(Dataset rows)

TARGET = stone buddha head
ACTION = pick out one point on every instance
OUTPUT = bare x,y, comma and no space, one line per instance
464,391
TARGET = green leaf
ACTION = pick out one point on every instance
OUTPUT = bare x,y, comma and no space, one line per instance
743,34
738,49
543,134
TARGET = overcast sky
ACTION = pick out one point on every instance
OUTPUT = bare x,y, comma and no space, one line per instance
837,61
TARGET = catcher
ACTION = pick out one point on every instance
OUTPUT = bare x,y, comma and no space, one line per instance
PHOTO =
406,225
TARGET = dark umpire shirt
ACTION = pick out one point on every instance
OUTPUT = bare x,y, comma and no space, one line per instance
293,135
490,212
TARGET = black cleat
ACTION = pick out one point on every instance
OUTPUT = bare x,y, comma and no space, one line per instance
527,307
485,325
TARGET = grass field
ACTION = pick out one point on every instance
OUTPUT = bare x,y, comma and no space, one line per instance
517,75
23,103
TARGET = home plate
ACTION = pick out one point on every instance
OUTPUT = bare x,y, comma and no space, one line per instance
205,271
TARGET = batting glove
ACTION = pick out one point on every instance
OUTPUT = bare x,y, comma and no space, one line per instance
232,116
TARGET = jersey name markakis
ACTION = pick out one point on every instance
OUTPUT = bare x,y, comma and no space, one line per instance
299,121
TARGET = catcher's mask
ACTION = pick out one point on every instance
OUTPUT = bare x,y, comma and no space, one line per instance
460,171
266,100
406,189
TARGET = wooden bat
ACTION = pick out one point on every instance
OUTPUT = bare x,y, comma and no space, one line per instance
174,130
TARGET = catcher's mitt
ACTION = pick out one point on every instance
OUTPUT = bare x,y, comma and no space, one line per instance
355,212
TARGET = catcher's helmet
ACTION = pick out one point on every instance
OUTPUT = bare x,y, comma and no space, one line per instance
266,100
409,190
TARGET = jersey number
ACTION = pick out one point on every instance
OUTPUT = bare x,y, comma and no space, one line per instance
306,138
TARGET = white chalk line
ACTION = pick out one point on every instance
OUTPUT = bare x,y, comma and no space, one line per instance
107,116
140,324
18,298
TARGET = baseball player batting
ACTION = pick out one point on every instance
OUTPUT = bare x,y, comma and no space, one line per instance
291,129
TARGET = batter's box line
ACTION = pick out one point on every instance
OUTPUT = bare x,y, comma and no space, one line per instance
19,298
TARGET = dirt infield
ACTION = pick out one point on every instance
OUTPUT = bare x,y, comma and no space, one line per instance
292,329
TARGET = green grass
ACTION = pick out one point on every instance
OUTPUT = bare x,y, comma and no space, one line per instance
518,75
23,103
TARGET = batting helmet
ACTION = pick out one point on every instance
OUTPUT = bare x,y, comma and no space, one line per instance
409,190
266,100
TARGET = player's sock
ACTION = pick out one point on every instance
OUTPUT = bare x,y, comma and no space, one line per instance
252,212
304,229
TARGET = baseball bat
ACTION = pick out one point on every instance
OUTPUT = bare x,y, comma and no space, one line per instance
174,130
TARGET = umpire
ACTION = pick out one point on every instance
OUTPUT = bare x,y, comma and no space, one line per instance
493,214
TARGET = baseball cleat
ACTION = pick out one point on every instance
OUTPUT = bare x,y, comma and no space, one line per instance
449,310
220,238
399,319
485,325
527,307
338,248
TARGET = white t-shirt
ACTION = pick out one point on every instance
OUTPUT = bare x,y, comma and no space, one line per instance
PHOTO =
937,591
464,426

**Stated problem:**
Can you format every line of the rows above as a Markdown table with the columns Nr and Text, numbering each line in Nr and leaving out any blank lines?

**Answer to this problem:**
| Nr | Text |
|---|---|
| 1 | TARGET = stone buddha head |
| 2 | ACTION = pick out one point on every instance |
| 3 | OUTPUT = bare x,y, comma and no space, one line per instance |
| 4 | 464,391 |
| 5 | TARGET = green leaf |
| 6 | ACTION = pick out one point on every instance |
| 7 | OUTPUT = bare x,y, comma and no space, one line per instance |
| 8 | 743,34 |
| 9 | 738,49 |
| 10 | 543,134 |
| 11 | TARGET = overcast sky |
| 12 | ACTION = pick out one point on every instance |
| 13 | OUTPUT = bare x,y, comma and no space, one line per instance |
| 14 | 837,61 |
| 15 | TARGET = catcher |
| 16 | ACTION = pick out one point on every instance |
| 17 | OUTPUT = bare x,y, comma and no space, one line per instance |
| 18 | PHOTO = |
| 19 | 406,225 |
| 20 | TARGET = dark umpire shirt |
| 21 | ACTION = pick out one point on every instance |
| 22 | OUTPUT = bare x,y, comma and no space, one line per instance |
| 23 | 293,135 |
| 24 | 490,212 |
| 25 | TARGET = black cleat |
| 26 | ACTION = pick out one point on every instance |
| 27 | OUTPUT = bare x,y, comma and no space, one line per instance |
| 28 | 527,307 |
| 29 | 485,325 |
| 30 | TARGET = grass field |
| 31 | ACTION = pick out one point on every instance |
| 32 | OUTPUT = bare x,y, comma and no space, one line per instance |
| 33 | 517,75 |
| 34 | 23,103 |
| 35 | TARGET = home plate |
| 36 | ACTION = pick out one point on every instance |
| 37 | OUTPUT = bare x,y, comma and no space, one line per instance |
| 38 | 205,271 |
| 39 | TARGET = batting glove |
| 40 | ACTION = pick out one point on every instance |
| 41 | OUTPUT = bare x,y, comma and no space, one line per instance |
| 42 | 232,116 |
| 43 | TARGET = jersey name markakis |
| 44 | ACTION = pick out one point on every instance |
| 45 | OUTPUT = bare x,y, comma and no space, one line per instance |
| 46 | 299,121 |
| 47 | TARGET = catcher's mask |
| 48 | ACTION = pick out one point on every instance |
| 49 | OUTPUT = bare x,y, comma and no space, one line per instance |
| 50 | 460,171 |
| 51 | 266,100 |
| 52 | 406,189 |
| 53 | TARGET = wooden bat |
| 54 | ACTION = pick out one point on every instance |
| 55 | OUTPUT = bare x,y, comma and no space, one line per instance |
| 56 | 174,130 |
| 57 | TARGET = catcher's mitt |
| 58 | ACTION = pick out one point on every instance |
| 59 | OUTPUT = bare x,y, comma and no space, one line per instance |
| 60 | 355,212 |
| 61 | TARGET = catcher's helmet |
| 62 | ACTION = pick out one point on every instance |
| 63 | OUTPUT = bare x,y, comma and no space, one line per instance |
| 64 | 266,100 |
| 65 | 409,190 |
| 66 | TARGET = jersey number |
| 67 | ACTION = pick out one point on every instance |
| 68 | OUTPUT = bare x,y, comma and no space, one line per instance |
| 69 | 306,138 |
| 70 | TARGET = white chalk line |
| 71 | ACTION = pick out one point on every instance |
| 72 | OUTPUT = bare x,y, comma and no space, one line per instance |
| 73 | 107,116 |
| 74 | 140,324 |
| 75 | 18,298 |
| 76 | TARGET = baseball player batting |
| 77 | ACTION = pick out one point on every instance |
| 78 | OUTPUT = bare x,y, comma and no space, one line per instance |
| 79 | 291,129 |
| 80 | TARGET = batter's box line |
| 81 | ACTION = pick out one point on every instance |
| 82 | OUTPUT = bare x,y, comma and no space, one line per instance |
| 83 | 19,298 |
| 84 | TARGET = dirt infield |
| 85 | ACTION = pick out one point on every instance |
| 86 | OUTPUT = bare x,y, comma and no space, one line per instance |
| 87 | 292,329 |
| 88 | TARGET = green grass |
| 89 | ACTION = pick out one point on every instance |
| 90 | OUTPUT = bare x,y, comma and no space, one line per instance |
| 91 | 518,75 |
| 92 | 23,103 |
| 93 | TARGET = batting helmet |
| 94 | ACTION = pick out one point on every instance |
| 95 | OUTPUT = bare x,y, comma and no space, one line per instance |
| 96 | 409,190 |
| 97 | 266,100 |
| 98 | TARGET = player's sock |
| 99 | ACTION = pick out one point on every instance |
| 100 | OUTPUT = bare x,y, comma and no space, one line per instance |
| 101 | 252,212 |
| 102 | 304,229 |
| 103 | TARGET = baseball bat |
| 104 | ACTION = pick out one point on every instance |
| 105 | OUTPUT = bare x,y, comma and no space, one line per instance |
| 106 | 174,130 |
| 107 | TARGET = umpire |
| 108 | ACTION = pick out one point on every instance |
| 109 | OUTPUT = bare x,y, comma and no space, one line per instance |
| 110 | 493,214 |
| 111 | TARGET = baseball cleat |
| 112 | ACTION = pick out one point on every instance |
| 113 | OUTPUT = bare x,y, comma and no space, one line per instance |
| 114 | 449,310 |
| 115 | 220,238 |
| 116 | 399,319 |
| 117 | 485,325 |
| 118 | 527,307 |
| 119 | 338,248 |
| 120 | TARGET = white t-shirt |
| 121 | ACTION = pick out one point on every instance |
| 122 | OUTPUT = bare x,y, comma and no space, one line per instance |
| 123 | PHOTO = |
| 124 | 937,591 |
| 125 | 464,426 |